### Given problem a
Answer these questions from the White Plains station excerpt.
(i) How many daily commuters used the station as of 2006?
(ii) Which bus service runs from the White Plains TransCenter to Stamford, Connecticut?
(iii) In what year did the Metropolitan Transportation Authority make the commuter service part of Metro-North?

### Page excerpt
+ + + + +
Metro-North Railroad station in New York

White Plains station is a commuter rail stop on the Metro-North Railroad's Harlem Line, located in White Plains, New York. With 9,166 daily commuters as of 2006, White Plains is the busiest Metro-North station in Westchester County, the busiest non-terminal or transfer station on the Metro-North system, and the first/last stop outside New York City on most upper Harlem Line express trains.

Though it is not a terminal station, White Plains is one of the key stations on the Harlem Line. Its downtown White Plains location is not far from many businesses and office buildings making it very convenient to commuters and making it a stop for all off-peak trains and most peak trains regardless of terminal location. A short walk from the station is the White Plains TransCenter, a terminal/transfer point for many Bee-Line buses as well as intercity buses (Greyhound Lines, Leprechaun Lines, Short Line Bus, and Trailways of New York) and Connecticut Transit's I-Bus to Stamford, Connecticut.

Pace University's Graduate Center is located across the street from the White Plains station, while Pace Law School's 12 acre campus lies several blocks away on North Broadway. Mercy College, Berkeley College, as well as The College of Westchester are also located within walking distance of the station. The Westchester campus of Fordham University, approximately 4 mi away, is served by the station.

==History==
Rail service in White Plains can be traced as far back as December 1, 1844 with the establishment of the New York and Harlem Railroad, which became part of the New York Central and Hudson River Railroad in 1864 and was eventually taken over by the New York Central Railroad. As an NYC station, it originally served both commuter trains in the New York Tri-State Area and long distance trains toward Albany, New York and Boston, Massachusetts, via Chatham, New York. As with most of the Harlem Line, the merger of New York Central with Pennsylvania Railroad in 1968 transformed the station into a Penn Central Railroad station. Penn Central's continuous financial despair throughout the 1970s forced them to turn over their commuter service to the Metropolitan Transportation Authority which made it part of Metro-North in 1983.
+ + + + +
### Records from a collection
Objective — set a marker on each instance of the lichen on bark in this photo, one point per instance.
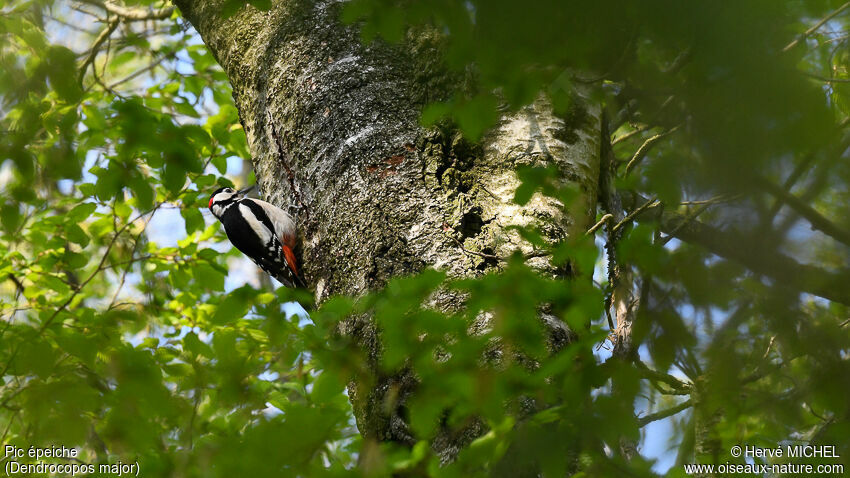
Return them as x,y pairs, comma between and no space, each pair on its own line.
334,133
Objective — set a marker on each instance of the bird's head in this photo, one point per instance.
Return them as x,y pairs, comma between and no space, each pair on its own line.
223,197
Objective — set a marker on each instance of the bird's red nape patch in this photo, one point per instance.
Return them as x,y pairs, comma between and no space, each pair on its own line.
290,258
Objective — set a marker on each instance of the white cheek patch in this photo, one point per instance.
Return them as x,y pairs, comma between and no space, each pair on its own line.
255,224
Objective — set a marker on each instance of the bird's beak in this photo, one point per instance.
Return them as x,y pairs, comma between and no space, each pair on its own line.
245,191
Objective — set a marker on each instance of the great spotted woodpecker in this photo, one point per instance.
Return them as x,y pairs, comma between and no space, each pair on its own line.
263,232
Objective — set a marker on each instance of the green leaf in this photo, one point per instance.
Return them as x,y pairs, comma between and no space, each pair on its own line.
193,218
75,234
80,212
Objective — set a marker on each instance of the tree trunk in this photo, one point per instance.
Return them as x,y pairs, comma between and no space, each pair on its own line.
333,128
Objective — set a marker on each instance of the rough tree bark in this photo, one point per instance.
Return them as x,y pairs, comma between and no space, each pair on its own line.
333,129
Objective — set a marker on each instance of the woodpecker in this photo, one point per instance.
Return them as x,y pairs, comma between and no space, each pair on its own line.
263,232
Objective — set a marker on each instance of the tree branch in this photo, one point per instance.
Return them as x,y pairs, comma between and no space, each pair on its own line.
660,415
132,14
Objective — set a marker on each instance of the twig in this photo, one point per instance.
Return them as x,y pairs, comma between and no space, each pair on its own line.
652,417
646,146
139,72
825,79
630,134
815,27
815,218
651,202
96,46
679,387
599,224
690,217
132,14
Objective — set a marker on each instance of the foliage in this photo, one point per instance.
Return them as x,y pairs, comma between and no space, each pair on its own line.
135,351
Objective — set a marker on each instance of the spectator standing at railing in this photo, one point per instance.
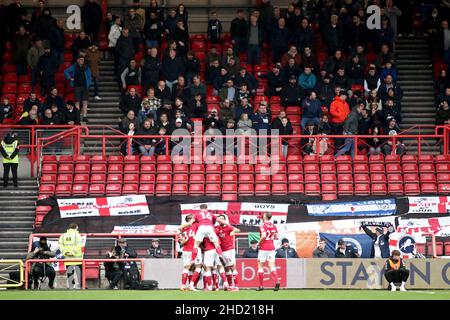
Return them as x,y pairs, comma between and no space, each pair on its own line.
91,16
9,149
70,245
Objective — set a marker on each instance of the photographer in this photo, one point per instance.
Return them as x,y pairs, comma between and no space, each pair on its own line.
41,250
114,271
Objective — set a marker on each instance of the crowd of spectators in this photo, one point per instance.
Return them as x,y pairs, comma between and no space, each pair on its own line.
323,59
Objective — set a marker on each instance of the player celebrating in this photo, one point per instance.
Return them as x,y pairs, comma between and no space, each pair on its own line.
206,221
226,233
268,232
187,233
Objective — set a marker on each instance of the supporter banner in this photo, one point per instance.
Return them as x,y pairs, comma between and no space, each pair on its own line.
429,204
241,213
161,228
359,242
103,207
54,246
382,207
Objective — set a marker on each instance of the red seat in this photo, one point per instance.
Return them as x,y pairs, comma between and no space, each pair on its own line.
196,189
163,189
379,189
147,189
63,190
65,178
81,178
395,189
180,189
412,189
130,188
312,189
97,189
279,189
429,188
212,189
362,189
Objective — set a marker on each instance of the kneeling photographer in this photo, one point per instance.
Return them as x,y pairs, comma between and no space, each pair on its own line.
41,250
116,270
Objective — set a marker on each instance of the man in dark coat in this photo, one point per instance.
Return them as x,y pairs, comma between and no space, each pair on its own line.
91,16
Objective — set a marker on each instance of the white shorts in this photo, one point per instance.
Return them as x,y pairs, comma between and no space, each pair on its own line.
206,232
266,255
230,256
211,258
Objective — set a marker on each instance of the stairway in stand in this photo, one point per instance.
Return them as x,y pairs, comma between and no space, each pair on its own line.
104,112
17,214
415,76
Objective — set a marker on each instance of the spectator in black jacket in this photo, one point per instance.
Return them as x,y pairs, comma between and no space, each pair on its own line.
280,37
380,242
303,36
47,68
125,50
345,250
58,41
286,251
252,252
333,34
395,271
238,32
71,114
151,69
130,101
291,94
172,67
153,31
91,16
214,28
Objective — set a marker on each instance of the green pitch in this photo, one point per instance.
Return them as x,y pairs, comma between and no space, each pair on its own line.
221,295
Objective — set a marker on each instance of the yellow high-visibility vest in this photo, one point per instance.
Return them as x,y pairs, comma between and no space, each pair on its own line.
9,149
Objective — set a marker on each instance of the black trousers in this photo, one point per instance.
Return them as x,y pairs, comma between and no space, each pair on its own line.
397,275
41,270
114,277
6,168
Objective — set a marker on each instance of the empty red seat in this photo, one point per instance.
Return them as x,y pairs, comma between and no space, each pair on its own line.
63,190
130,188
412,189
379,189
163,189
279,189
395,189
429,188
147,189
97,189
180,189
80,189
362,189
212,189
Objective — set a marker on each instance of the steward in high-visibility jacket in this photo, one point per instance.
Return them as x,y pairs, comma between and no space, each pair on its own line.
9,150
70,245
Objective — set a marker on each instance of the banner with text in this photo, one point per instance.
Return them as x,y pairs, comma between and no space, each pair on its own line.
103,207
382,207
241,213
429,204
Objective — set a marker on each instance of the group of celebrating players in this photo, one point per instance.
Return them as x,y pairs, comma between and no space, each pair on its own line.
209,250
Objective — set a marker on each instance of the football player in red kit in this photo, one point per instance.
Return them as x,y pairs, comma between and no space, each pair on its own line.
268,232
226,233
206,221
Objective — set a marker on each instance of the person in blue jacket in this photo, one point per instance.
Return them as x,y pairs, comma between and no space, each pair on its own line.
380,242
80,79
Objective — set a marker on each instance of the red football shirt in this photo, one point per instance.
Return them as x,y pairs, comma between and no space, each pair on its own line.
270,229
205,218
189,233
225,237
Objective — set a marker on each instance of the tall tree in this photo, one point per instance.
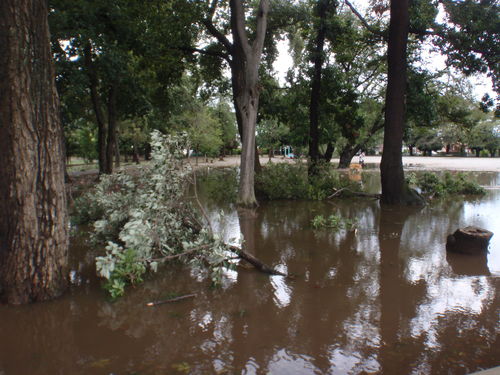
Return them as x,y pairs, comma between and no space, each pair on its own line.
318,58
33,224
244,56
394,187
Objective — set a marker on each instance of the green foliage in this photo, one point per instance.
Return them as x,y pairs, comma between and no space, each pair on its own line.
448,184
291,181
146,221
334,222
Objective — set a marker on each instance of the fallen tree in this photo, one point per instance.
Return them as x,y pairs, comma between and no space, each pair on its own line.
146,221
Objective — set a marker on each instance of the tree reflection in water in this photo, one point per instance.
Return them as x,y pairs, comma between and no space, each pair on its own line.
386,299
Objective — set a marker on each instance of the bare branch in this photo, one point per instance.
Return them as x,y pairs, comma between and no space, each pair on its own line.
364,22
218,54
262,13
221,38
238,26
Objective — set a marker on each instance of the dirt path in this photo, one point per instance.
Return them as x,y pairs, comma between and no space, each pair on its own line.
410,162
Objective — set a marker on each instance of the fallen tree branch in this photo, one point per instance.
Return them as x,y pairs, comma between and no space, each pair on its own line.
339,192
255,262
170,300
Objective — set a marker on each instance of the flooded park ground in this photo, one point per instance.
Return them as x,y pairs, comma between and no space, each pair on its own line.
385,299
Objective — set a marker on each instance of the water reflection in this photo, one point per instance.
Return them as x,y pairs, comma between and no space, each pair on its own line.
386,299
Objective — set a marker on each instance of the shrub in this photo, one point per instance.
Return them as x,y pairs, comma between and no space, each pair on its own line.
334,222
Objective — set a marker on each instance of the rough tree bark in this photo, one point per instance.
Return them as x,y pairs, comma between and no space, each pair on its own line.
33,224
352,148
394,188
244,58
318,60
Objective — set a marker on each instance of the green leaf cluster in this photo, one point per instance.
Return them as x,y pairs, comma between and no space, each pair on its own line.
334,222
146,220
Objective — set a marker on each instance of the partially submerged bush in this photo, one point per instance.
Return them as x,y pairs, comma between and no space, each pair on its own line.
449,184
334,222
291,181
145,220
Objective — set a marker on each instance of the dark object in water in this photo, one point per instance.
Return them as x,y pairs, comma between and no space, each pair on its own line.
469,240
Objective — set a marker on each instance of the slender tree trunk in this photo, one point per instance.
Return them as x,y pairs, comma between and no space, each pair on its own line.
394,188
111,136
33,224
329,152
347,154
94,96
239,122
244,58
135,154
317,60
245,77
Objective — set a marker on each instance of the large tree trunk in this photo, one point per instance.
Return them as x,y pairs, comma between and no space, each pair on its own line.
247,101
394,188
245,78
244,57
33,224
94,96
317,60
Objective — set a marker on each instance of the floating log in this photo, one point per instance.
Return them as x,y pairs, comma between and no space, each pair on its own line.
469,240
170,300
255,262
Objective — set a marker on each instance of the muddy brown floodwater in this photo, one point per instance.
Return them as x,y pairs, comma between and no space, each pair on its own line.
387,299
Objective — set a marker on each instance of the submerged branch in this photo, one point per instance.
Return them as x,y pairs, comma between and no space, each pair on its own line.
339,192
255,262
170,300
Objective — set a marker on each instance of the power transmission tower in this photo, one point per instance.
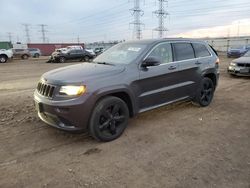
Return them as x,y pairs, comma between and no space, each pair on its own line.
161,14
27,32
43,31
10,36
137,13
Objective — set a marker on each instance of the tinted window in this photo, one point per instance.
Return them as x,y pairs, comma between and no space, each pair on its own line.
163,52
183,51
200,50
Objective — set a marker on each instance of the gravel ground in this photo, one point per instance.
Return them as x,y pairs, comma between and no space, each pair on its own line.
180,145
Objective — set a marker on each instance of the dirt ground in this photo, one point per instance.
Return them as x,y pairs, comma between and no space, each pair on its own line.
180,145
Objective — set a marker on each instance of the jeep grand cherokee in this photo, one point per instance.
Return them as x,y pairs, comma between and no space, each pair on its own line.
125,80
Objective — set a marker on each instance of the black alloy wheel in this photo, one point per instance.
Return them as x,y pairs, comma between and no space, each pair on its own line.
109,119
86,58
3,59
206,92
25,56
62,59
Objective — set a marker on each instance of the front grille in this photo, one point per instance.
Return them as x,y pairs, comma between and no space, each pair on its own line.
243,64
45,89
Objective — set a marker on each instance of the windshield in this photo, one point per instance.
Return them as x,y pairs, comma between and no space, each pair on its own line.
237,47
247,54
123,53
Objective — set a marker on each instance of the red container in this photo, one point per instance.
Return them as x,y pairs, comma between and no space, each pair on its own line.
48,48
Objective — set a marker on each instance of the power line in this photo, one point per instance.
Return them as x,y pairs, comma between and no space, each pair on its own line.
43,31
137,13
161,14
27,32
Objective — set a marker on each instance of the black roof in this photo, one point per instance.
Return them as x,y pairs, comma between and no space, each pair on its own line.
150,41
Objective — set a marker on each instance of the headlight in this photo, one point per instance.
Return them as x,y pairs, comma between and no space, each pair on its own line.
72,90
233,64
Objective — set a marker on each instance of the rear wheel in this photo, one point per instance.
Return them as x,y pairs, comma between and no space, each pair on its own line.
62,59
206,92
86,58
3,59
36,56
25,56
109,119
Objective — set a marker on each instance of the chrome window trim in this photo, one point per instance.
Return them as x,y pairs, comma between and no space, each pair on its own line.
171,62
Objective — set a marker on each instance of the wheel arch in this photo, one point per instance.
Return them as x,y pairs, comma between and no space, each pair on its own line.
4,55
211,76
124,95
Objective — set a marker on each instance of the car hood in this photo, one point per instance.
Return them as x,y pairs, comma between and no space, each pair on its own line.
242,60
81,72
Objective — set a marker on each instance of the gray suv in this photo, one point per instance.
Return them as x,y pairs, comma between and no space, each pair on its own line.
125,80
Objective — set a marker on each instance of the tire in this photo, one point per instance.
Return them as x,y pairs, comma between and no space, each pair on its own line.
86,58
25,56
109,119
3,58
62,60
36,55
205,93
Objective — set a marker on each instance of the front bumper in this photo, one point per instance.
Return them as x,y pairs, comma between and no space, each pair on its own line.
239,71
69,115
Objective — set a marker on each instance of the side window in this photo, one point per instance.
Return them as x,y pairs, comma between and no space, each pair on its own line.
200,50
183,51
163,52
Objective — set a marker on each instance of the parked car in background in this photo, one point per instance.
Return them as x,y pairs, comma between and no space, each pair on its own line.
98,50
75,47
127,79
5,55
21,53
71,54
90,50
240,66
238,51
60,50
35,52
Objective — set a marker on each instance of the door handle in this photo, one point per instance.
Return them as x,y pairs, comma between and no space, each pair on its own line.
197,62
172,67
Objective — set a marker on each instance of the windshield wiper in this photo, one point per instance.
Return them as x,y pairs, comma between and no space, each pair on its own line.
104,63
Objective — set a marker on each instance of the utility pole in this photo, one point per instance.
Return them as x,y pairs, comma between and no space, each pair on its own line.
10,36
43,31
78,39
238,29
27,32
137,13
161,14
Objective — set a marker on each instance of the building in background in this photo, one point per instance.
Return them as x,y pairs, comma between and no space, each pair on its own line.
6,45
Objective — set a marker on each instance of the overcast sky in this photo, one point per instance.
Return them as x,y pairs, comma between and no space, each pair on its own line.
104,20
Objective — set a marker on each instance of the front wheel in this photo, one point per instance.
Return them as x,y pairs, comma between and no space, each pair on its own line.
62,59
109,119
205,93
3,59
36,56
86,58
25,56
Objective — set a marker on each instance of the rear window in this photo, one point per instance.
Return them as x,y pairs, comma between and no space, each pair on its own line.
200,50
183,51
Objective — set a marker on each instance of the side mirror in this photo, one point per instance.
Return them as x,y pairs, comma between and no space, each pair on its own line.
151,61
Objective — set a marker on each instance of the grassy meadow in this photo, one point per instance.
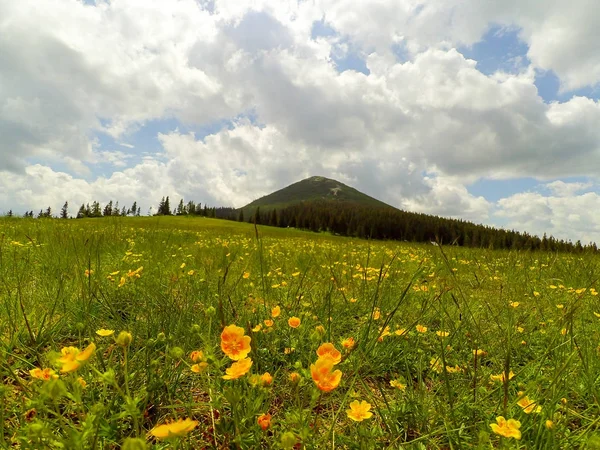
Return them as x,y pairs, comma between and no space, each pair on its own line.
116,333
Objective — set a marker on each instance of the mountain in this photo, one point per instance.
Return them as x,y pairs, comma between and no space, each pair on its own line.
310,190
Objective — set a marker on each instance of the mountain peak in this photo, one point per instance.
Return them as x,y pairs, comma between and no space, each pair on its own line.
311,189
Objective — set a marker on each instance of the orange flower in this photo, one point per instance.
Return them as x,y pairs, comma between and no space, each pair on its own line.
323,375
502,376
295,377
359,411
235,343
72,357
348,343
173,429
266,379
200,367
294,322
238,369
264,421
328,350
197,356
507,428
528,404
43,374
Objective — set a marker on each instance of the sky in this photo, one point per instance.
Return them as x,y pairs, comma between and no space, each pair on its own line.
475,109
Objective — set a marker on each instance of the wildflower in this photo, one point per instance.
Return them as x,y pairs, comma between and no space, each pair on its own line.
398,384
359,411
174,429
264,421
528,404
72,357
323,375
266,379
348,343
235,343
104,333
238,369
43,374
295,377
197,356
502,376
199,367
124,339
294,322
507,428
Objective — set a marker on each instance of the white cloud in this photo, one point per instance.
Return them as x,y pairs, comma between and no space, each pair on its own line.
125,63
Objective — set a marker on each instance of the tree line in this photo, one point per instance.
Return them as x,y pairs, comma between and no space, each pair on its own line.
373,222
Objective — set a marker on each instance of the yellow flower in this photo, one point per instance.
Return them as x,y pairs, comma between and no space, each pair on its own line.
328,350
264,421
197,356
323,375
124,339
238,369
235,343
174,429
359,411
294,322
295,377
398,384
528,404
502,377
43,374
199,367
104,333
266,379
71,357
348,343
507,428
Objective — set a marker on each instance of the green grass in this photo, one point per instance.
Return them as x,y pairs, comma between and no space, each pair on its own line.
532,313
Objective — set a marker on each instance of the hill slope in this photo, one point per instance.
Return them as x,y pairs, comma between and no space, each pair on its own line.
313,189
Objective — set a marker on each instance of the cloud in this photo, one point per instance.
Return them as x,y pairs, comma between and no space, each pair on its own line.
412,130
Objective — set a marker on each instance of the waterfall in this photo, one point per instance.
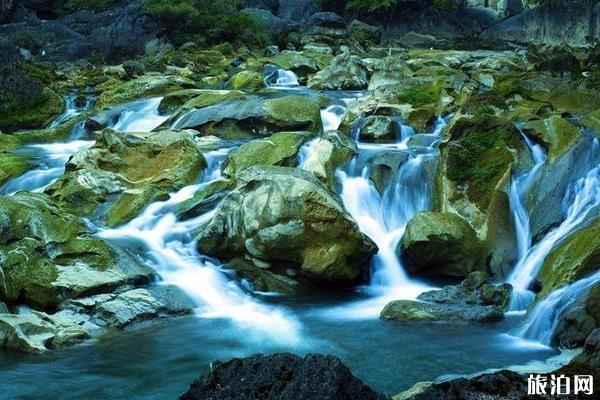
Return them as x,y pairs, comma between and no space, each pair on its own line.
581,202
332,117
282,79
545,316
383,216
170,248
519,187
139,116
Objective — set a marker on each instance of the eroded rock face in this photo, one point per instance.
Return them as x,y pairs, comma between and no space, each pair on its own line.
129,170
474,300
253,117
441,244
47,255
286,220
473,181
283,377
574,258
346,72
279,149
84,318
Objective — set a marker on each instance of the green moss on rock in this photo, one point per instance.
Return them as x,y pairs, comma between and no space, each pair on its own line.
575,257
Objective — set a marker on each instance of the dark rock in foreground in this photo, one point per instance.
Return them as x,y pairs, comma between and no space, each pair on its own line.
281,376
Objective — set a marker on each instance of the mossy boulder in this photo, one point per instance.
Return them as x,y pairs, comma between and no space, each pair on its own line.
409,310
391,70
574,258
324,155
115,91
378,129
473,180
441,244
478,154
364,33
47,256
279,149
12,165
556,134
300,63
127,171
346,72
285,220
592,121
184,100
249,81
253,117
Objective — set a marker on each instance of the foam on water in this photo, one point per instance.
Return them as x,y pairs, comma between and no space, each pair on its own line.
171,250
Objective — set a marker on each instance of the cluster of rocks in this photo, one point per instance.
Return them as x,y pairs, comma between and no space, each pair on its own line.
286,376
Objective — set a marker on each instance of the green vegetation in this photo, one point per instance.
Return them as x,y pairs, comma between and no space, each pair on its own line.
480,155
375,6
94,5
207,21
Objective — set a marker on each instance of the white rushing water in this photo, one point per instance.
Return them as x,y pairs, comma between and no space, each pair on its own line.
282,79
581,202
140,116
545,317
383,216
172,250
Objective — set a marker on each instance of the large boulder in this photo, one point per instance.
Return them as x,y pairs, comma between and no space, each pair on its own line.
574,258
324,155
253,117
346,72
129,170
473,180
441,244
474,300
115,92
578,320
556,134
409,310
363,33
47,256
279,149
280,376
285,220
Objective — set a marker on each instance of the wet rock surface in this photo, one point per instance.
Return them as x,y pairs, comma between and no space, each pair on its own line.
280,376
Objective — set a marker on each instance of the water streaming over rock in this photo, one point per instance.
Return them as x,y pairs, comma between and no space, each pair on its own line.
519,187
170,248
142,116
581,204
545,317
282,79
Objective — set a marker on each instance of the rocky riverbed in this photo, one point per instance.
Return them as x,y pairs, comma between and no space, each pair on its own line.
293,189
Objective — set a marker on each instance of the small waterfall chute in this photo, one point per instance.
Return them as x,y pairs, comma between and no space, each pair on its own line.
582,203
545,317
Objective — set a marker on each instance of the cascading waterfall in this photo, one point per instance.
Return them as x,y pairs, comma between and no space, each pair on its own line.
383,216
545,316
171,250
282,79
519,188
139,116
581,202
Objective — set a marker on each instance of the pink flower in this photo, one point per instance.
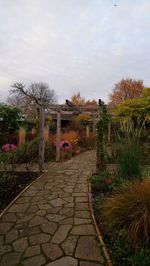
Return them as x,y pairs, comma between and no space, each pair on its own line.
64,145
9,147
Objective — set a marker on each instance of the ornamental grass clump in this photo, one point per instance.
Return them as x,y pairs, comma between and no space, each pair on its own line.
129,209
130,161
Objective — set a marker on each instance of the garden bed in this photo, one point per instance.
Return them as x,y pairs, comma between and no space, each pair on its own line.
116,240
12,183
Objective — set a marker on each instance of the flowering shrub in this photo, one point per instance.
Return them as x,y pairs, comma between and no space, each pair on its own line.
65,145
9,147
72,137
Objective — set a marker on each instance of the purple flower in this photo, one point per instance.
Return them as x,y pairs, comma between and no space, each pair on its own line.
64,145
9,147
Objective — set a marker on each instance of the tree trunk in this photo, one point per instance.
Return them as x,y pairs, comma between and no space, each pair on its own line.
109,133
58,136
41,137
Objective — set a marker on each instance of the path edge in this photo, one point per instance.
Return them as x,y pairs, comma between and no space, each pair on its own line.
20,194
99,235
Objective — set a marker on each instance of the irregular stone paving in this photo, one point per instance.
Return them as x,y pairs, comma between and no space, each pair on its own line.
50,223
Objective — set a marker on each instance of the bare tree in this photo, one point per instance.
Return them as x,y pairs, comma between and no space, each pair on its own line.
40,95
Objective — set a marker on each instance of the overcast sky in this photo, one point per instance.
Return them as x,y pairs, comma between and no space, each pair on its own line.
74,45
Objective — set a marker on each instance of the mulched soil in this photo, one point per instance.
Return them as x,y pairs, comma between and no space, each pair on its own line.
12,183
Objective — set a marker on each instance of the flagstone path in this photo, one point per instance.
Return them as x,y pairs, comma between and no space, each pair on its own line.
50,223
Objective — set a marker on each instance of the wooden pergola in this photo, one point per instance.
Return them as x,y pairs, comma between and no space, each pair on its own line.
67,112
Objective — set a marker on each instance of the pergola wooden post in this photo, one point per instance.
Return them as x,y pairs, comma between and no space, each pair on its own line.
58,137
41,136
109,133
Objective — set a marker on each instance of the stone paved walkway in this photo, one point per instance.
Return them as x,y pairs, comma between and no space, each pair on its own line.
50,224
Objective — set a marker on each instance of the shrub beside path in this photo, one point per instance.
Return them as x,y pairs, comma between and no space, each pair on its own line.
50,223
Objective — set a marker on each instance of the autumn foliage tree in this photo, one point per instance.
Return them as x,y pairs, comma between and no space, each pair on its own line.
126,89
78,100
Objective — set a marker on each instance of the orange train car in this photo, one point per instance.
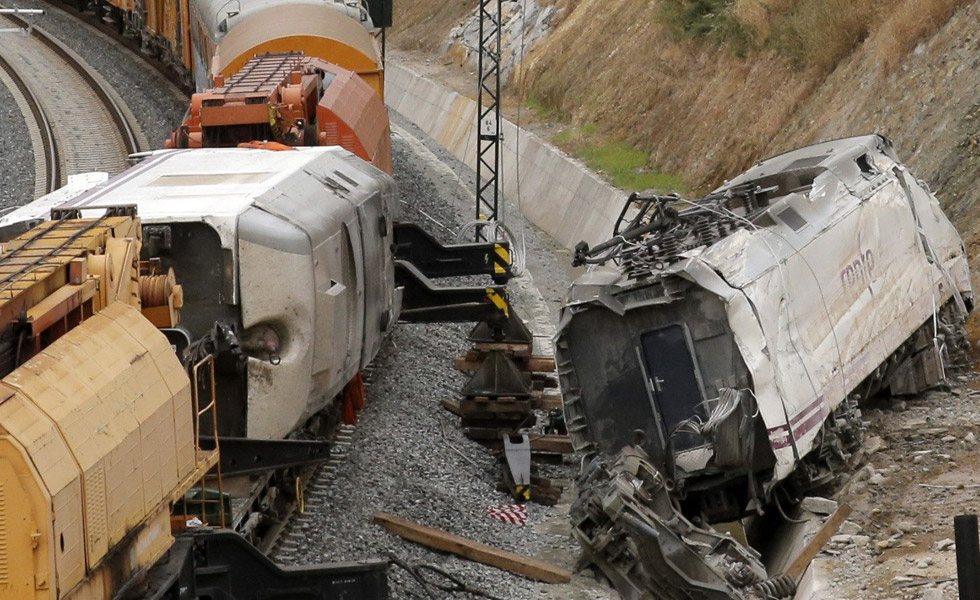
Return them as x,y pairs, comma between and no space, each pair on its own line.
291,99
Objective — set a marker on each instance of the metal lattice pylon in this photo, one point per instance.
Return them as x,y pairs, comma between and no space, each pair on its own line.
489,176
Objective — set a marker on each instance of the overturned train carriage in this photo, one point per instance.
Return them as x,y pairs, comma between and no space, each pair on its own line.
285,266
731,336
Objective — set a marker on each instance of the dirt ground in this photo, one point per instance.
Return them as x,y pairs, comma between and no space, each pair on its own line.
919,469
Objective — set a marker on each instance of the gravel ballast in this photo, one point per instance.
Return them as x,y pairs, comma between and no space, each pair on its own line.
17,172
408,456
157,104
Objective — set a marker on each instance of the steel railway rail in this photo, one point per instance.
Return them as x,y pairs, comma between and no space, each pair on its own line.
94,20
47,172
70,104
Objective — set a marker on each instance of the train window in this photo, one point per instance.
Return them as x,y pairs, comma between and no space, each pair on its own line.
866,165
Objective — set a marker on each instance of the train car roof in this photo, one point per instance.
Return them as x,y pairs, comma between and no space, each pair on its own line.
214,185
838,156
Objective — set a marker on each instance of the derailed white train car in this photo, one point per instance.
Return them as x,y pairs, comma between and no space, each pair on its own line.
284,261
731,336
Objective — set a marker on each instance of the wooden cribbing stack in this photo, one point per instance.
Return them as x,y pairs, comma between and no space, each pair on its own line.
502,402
+ + + + +
### Given problem b
Return every line of the entries that contains the string "celebrating". Case counts.

### Task response a
(i) 9,166
(ii) Connecticut Transit's I-Bus
(iii) 1983

### Task response b
Objective — set a marker on each instance of the player celebrating in this photo, one point per instance.
Objective — set a marker on each instance of the group of celebrating players in this photo, one point per instance.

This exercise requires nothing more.